### Data rows

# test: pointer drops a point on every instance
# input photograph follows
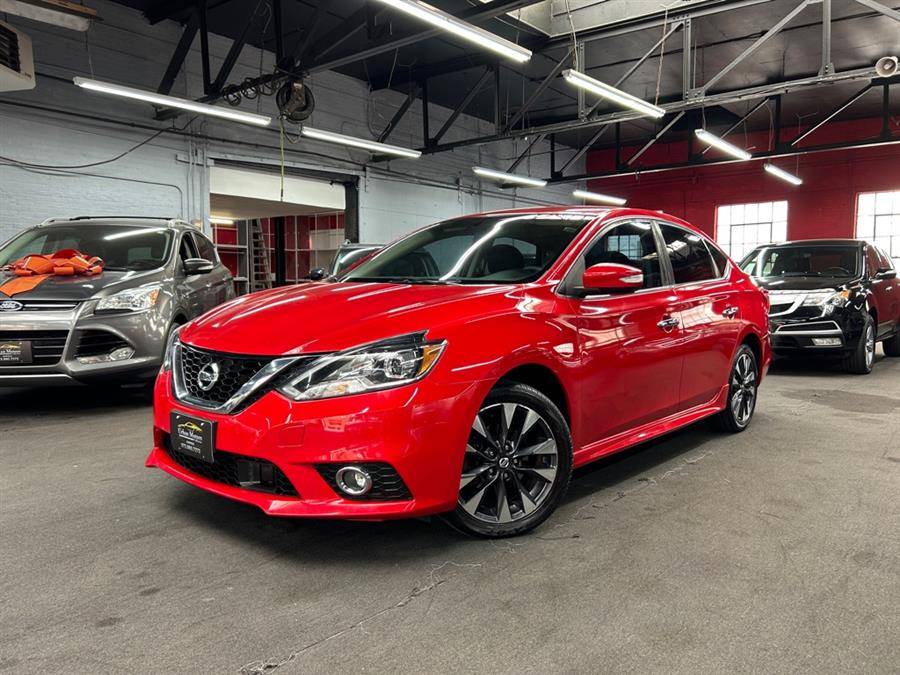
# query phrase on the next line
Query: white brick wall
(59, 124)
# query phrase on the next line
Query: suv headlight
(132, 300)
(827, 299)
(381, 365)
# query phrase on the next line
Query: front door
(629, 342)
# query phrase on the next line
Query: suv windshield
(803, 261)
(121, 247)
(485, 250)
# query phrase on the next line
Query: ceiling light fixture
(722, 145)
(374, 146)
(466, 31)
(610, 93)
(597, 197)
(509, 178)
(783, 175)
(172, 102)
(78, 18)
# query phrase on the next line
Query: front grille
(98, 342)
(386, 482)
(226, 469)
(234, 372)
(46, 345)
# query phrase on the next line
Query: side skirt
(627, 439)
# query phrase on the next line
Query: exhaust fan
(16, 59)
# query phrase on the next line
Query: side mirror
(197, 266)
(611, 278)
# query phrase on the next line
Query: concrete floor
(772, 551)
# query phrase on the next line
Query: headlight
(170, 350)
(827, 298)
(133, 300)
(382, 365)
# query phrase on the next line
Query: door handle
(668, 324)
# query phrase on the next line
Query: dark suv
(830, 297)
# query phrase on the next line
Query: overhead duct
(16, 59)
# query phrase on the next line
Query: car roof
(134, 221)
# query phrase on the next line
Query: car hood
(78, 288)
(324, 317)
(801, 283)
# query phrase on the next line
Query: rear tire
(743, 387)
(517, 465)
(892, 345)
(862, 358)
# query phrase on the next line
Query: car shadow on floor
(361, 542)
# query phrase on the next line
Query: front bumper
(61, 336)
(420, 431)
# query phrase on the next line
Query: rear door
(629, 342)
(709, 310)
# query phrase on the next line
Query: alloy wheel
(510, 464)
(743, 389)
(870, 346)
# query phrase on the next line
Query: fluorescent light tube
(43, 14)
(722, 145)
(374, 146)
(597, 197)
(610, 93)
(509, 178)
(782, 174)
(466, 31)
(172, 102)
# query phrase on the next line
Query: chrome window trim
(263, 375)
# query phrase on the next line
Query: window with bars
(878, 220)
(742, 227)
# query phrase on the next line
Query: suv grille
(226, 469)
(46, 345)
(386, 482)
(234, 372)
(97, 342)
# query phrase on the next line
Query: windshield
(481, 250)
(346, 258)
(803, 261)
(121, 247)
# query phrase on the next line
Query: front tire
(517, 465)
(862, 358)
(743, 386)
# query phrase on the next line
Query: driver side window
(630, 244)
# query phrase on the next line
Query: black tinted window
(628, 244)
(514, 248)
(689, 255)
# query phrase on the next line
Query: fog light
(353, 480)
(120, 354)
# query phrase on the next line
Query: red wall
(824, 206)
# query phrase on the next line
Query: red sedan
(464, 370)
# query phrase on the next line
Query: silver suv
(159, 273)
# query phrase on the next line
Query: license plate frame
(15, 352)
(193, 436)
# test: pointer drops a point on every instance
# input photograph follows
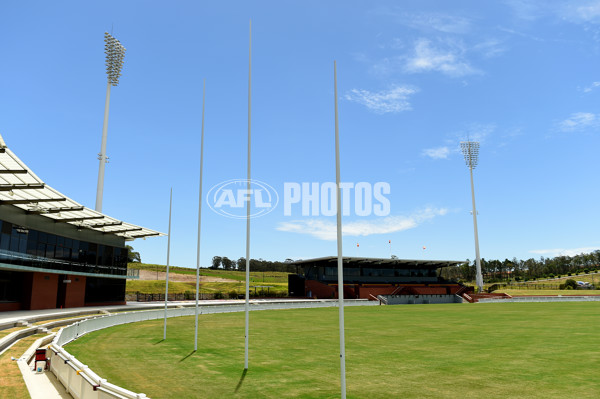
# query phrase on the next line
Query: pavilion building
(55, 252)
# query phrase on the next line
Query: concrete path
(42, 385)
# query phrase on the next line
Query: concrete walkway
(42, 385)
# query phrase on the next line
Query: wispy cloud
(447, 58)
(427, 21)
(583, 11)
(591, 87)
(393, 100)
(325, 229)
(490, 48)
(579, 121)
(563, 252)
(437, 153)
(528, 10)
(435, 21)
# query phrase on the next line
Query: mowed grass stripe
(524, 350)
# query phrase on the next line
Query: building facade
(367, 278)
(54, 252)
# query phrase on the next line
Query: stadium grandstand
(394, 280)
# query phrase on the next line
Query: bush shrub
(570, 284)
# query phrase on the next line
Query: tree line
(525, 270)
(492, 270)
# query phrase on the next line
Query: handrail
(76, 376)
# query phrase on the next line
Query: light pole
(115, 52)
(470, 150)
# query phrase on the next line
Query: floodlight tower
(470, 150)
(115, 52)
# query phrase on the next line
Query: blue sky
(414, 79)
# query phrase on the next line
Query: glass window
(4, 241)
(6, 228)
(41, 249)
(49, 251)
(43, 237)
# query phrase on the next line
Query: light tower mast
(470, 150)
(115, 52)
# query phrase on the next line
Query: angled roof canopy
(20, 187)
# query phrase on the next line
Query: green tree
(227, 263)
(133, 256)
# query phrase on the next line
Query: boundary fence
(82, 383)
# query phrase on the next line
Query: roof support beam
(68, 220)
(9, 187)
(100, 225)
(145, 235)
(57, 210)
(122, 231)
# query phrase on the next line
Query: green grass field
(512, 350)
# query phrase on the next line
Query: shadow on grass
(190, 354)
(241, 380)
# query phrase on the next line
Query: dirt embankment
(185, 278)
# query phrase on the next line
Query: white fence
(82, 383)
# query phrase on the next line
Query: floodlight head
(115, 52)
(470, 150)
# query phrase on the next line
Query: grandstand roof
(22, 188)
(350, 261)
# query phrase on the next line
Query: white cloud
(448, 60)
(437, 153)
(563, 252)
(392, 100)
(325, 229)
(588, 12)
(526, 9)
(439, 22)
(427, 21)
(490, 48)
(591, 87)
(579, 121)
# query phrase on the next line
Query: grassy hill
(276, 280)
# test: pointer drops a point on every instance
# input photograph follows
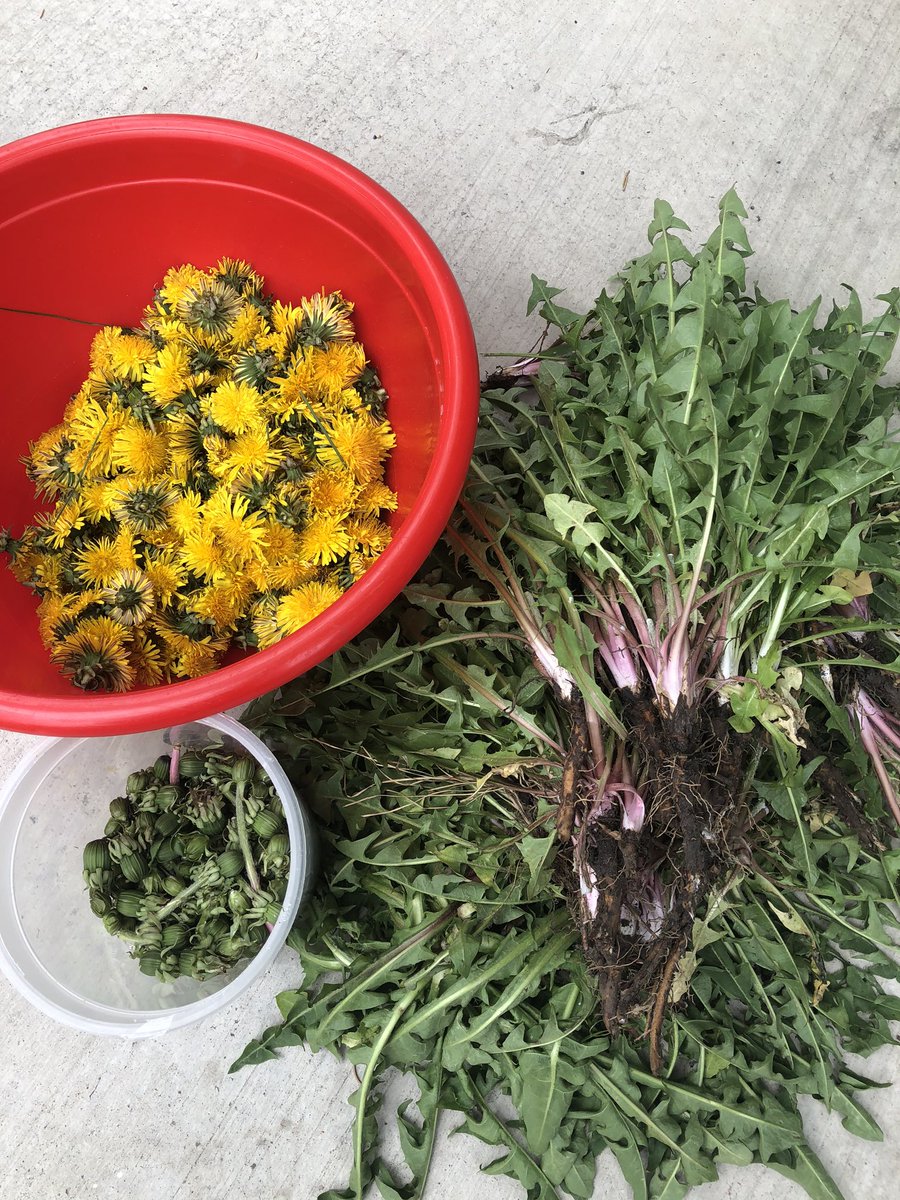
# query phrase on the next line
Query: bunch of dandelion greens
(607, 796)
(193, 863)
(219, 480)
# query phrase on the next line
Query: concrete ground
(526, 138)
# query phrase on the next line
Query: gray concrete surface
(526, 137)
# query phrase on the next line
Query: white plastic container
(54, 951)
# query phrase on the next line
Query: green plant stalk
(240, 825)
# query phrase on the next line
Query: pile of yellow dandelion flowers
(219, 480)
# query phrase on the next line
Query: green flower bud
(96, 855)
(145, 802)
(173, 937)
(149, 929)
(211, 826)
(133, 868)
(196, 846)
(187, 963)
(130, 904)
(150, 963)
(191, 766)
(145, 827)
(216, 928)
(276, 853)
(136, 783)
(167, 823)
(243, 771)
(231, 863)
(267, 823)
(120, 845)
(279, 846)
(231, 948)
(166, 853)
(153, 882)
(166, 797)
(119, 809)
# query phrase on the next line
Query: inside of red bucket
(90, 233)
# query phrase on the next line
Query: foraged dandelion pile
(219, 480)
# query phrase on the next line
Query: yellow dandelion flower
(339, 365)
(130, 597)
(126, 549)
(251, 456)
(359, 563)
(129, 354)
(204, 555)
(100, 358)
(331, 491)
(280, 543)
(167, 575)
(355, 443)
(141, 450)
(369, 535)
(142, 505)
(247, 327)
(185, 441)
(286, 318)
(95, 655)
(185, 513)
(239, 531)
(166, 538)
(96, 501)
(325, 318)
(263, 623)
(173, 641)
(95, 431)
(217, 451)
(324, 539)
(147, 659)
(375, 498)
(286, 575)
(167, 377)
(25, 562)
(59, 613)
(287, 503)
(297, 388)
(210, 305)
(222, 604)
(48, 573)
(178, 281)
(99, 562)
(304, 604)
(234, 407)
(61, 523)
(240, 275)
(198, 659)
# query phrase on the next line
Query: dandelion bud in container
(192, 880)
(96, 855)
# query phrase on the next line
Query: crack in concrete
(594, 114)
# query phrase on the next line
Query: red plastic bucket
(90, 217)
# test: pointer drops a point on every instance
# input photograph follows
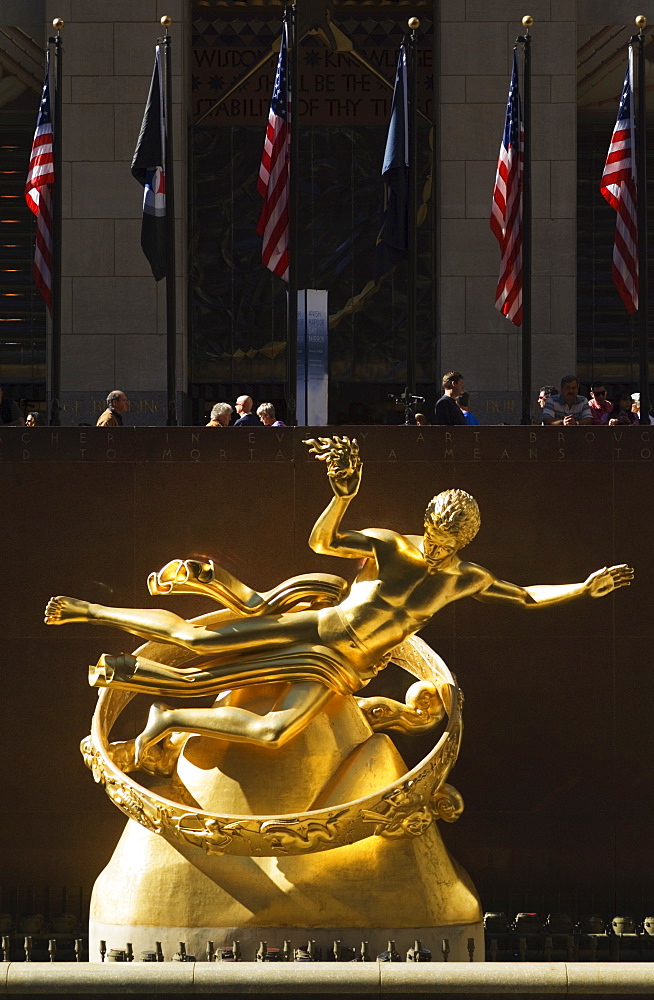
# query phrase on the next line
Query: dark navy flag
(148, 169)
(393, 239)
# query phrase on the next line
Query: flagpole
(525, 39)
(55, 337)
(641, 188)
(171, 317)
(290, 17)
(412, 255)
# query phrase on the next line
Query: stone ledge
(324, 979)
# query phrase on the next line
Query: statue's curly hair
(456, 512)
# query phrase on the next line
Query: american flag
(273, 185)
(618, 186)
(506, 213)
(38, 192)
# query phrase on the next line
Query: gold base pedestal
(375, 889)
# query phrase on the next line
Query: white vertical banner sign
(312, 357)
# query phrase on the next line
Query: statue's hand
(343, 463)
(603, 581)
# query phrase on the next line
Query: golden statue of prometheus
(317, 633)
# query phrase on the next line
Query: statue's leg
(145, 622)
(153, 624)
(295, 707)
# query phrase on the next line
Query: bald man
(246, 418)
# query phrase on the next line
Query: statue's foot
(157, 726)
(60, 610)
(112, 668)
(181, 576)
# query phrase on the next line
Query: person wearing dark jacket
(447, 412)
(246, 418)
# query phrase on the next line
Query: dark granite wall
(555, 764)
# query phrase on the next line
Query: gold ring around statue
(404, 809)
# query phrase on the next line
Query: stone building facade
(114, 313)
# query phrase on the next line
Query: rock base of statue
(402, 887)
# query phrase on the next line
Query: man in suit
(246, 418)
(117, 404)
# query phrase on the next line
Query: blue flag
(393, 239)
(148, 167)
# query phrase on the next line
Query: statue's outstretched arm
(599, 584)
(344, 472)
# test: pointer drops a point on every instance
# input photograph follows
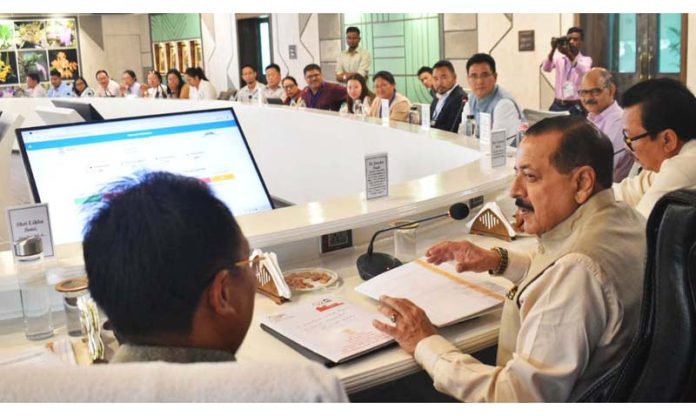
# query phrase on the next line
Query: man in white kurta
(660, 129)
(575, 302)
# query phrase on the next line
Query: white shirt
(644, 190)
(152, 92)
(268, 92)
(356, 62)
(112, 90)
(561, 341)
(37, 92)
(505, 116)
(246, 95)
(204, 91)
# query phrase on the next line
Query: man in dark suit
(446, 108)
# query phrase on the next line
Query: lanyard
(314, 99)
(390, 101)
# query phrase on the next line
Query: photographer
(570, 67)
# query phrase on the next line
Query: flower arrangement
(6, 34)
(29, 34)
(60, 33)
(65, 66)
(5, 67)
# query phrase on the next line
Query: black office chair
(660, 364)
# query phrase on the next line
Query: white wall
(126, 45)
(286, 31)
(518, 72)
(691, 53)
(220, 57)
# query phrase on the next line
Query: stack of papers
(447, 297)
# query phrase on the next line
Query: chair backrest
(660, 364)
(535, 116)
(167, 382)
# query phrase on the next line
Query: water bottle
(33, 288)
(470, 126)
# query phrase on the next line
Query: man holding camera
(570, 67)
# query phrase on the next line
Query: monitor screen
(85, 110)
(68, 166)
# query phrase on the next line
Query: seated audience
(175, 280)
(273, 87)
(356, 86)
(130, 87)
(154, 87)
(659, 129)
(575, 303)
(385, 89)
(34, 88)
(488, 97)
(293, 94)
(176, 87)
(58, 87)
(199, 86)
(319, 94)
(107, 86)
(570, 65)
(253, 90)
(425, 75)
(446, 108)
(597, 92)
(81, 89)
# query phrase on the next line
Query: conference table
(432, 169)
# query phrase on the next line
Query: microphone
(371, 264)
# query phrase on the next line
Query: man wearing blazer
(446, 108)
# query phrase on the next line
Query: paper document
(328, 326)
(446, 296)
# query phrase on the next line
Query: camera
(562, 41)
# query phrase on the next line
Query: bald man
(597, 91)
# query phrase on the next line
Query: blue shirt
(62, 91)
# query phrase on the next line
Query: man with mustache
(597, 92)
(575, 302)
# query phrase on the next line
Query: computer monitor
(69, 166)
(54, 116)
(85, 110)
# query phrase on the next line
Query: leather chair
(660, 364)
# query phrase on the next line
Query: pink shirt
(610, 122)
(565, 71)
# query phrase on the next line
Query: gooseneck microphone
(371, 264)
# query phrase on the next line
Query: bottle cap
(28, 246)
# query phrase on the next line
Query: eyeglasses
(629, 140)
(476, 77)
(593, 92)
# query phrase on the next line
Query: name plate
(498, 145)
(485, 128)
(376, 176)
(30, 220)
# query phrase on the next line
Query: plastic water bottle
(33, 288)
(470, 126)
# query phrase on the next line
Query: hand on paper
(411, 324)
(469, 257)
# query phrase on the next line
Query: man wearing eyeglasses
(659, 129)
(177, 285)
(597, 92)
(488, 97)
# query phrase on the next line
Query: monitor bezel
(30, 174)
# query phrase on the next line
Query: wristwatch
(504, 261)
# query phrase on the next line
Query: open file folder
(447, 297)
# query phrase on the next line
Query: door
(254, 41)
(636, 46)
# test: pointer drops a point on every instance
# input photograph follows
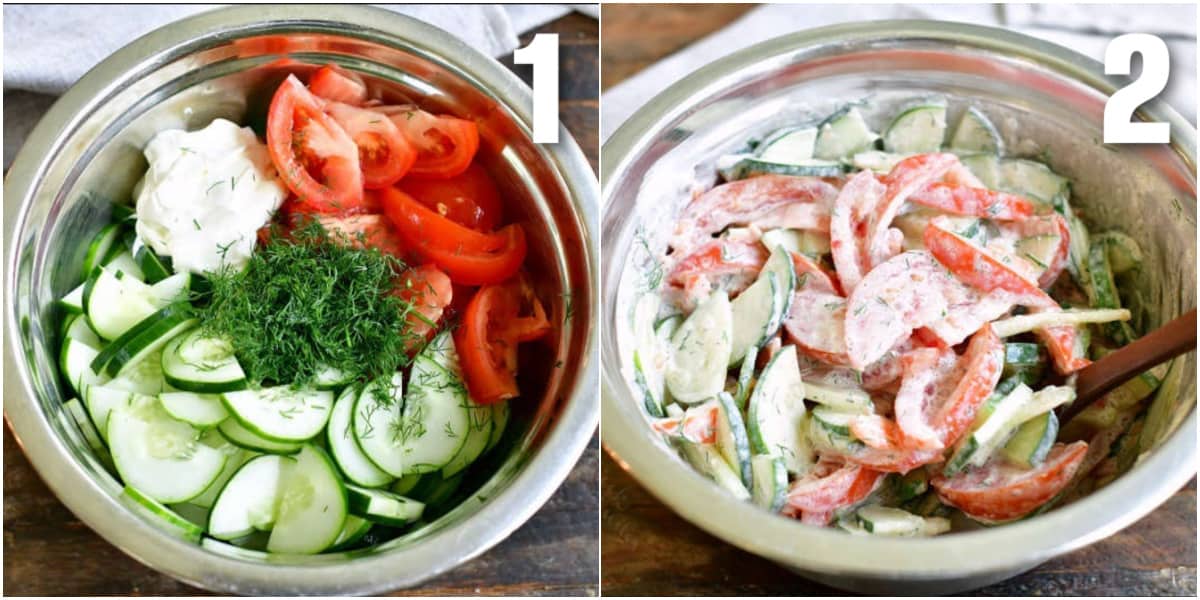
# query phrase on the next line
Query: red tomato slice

######

Stated exercise: Pull out each line in the records above that contains the string "dark", and copy those lines in full.

Solution to this task:
Query: dark suv
Query: dark navy flag
Query: person wearing dark jacket
Query: dark granite wall
Query: man in dark suit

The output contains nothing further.